Textblock:
Heute bezeichnet man als Freidenker im weiteren Sinn Personen, die für eine politisch und sozial selbstverantwortliche Lebensgestaltung eintreten, nicht an eine höhere Macht glauben und religiöse Dogmen ablehnen. Sie verstehen sich als Atheisten, Agnostiker bzw. Skeptiker und treten für einen säkularen Humanismus ein. Im engeren Sinne bezeichnet der Begriff Anhänger der Freidenkerbewegung, insbesondere Mitglieder von Freidenkerverbänden.

Erfasste Daten:
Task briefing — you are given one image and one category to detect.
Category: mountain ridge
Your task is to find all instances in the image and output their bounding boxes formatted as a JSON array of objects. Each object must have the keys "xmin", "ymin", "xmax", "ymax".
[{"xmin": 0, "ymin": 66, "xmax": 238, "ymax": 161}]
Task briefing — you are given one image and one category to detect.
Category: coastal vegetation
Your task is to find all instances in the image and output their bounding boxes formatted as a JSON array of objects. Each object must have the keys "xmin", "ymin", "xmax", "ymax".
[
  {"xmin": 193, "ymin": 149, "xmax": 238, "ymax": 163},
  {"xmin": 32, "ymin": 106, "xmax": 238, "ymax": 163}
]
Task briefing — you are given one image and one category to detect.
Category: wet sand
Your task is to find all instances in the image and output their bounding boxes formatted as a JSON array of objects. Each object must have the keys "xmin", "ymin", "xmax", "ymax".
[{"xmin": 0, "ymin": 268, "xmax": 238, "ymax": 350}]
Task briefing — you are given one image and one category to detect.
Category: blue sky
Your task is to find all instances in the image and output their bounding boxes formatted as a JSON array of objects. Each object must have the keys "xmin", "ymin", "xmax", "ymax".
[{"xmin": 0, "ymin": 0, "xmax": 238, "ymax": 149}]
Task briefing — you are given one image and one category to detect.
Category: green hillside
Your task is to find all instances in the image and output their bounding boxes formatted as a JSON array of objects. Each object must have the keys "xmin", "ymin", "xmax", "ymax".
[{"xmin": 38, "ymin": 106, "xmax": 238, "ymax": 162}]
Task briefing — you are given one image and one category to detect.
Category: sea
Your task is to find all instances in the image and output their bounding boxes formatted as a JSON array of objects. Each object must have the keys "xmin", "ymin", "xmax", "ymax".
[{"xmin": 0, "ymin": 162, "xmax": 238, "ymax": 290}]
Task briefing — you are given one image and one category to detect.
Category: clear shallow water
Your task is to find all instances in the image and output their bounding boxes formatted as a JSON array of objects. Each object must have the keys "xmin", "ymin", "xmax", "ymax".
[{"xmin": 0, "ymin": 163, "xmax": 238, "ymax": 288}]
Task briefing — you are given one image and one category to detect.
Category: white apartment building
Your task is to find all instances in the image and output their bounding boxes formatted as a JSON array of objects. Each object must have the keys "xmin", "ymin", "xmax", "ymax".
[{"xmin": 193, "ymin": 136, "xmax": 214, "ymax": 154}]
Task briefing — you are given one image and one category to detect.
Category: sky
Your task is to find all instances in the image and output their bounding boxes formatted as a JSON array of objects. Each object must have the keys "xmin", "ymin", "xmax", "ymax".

Schriftliche Anweisung: Geben Sie an, ob die Aussagen (a) bis (c) mit dem Text über Freidenker übereinstimmen, jeweils mit Ja oder Nein und den ausschlaggebenden Worten des Textes als wörtlichem Zitat. (a) Freidenker im weiteren Sinn glauben an eine höhere Macht. (b) Im engeren Sinne meint der Begriff Anhänger der Freidenkerbewegung. (c) Freidenker treten für einen religiösen Humanismus ein. Die Datensätze werden für die Bearbeitung nicht benötigt.

Vollständige Ausgabe:
(a) Nein: „nicht an eine höhere Macht glauben“
(b) Ja: „Im engeren Sinne bezeichnet der Begriff Anhänger der Freidenkerbewegung“
(c) Nein: „treten für einen säkularen Humanismus ein“